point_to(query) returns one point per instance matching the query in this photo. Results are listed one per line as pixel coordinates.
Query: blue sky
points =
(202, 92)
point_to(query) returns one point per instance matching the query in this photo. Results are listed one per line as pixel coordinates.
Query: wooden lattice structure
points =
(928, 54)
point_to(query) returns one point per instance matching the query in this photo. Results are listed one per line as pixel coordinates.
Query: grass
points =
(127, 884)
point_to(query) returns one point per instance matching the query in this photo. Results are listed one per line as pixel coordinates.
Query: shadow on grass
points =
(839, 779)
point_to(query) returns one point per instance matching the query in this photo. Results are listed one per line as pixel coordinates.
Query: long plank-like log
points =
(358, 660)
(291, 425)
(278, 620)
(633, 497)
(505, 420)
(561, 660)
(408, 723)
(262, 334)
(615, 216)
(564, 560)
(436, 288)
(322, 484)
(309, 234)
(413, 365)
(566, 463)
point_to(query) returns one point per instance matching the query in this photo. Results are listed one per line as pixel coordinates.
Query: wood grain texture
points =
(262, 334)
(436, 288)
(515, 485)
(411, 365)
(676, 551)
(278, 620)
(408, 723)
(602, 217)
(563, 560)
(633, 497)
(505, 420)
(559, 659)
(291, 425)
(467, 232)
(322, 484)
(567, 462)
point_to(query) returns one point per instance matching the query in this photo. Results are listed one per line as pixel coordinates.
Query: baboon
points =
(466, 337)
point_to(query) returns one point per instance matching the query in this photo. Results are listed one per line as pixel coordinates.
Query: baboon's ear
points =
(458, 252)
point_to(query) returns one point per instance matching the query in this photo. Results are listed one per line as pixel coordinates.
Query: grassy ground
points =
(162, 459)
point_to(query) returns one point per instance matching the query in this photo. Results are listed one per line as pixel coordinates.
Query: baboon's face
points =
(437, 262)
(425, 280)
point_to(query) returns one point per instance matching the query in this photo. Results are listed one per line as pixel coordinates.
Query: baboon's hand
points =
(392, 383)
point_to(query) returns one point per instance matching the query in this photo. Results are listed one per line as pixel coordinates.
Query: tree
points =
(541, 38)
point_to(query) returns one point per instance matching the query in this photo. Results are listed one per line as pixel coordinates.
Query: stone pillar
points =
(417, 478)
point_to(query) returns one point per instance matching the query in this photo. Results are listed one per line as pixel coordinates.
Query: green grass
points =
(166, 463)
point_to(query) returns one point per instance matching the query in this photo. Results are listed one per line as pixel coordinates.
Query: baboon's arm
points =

========================

Copy every line above in which the string "baboon" shows up.

Query: baboon
Query: baboon's ear
Query: baboon's face
Query: baboon's hand
Query: baboon's arm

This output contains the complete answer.